**抜粋:**
########################################

2009/07/24

MIHO MUSEUM について / Mihoko Koyama

まだニューヨーク生活していた頃、懇意にしていた画家の友人の妹分が、或るとき、分厚い美術館のカタログを僕に見せてくれた。その図録は、日本から送られてきたもので、タイトルは『MIHO MUSEUM』、2巻にわたる豪華な代物で、その内容に触れ、僕はかなり仰天させられました。
カタログには、古今東西の名品、作品群が、これでもか!というぐらい、独特な緊張感をもって網羅され、そのトーンは、熾烈であるとともに、厳密な“眼”の存在を予感させ、こういった美術館カタログと出会うことは非常に稀なこと、「ようやく、日本においても、これほどまで高水準の美術館が誕生したのだ」と、僕は思わず感動してしまい、すぐさまその妹分に「これください!」と叫んでいた。最近、このブログで、美にまつわる話が続いたので、これも流れかなと思い、この『MIHO MUSEUM』という美術館について少し書きます。

########################################

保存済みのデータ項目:
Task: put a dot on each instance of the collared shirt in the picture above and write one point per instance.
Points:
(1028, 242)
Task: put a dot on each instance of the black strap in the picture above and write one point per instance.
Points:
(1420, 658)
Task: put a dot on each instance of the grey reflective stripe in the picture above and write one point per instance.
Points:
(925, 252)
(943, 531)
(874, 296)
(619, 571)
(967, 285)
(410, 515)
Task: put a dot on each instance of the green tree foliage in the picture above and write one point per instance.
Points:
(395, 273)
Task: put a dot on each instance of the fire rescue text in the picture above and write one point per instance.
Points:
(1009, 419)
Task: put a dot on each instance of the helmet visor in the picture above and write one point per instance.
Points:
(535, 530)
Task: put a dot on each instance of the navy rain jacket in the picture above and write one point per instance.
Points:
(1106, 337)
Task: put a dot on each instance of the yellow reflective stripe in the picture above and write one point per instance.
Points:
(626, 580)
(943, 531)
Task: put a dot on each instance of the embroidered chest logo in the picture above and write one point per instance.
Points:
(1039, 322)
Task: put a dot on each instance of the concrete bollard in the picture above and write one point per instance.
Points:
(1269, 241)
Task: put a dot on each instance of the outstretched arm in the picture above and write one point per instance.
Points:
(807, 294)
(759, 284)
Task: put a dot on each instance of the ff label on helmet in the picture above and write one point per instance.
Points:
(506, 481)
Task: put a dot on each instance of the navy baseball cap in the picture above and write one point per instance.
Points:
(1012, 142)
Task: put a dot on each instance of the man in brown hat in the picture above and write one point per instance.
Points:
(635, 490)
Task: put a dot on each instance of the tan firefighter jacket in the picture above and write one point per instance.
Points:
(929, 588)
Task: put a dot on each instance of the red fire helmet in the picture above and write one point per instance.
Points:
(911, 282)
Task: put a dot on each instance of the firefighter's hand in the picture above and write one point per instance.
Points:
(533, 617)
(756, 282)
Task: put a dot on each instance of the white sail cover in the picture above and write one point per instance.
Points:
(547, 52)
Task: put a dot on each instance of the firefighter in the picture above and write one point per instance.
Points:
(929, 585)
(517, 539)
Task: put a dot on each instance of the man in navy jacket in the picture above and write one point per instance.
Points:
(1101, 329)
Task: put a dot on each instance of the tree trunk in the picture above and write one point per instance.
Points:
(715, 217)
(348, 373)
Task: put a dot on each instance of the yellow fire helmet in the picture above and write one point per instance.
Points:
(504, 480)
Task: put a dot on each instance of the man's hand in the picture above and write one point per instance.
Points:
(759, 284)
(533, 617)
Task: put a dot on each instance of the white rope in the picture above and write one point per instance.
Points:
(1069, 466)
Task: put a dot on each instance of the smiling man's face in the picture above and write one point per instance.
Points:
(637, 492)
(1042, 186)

########################################

**課題の要件:**
1/ MIHO MUSEUMについての文章のうち、「まだニューヨーク生活していた」から「美術館について少し書きます。」までを、両端の語句も含めてそのまま書き写してください。
2/ MIHO MUSEUMについての文章の続きを、最後に示された文の後から書いてください。
ここでは記録は一切使いません。

**解答一覧:**
1/
まだニューヨーク生活していた頃、懇意にしていた画家の友人の妹分が、或るとき、分厚い美術館のカタログを僕に見せてくれた。その図録は、日本から送られてきたもので、タイトルは『MIHO MUSEUM』、2巻にわたる豪華な代物で、その内容に触れ、僕はかなり仰天させられました。
カタログには、古今東西の名品、作品群が、これでもか!というぐらい、独特な緊張感をもって網羅され、そのトーンは、熾烈であるとともに、厳密な“眼”の存在を予感させ、こういった美術館カタログと出会うことは非常に稀なこと、「ようやく、日本においても、これほどまで高水準の美術館が誕生したのだ」と、僕は思わず感動してしまい、すぐさまその妹分に「これください!」と叫んでいた。最近、このブログで、美にまつわる話が続いたので、これも流れかなと思い、この『MIHO MUSEUM』という美術館について少し書きます。

2/
この美術館は、滋賀県甲賀、信楽町の山奥にあります。設計者は20世紀のアメリカを代表する(らしい)中国系アメリカ人建築家I.M.ペイ氏、宗教団体「神慈秀明会」の会主・小山美秀子(こやま みほこ、1910年5月15日 - 2003年11月29日)のコレクションを展示するために、1997年11月に開館したようです。つまり、日本人の大好きな新興宗教団体が経営する美術館ということになります。ちょっと胡散臭い背景ですが、今は、そんな事はどうでもよく、ただこの美術館、小山美秀子の眼力、その眼の利かせ方は瞠目に値する、大変なものだと、先に明言しておきます。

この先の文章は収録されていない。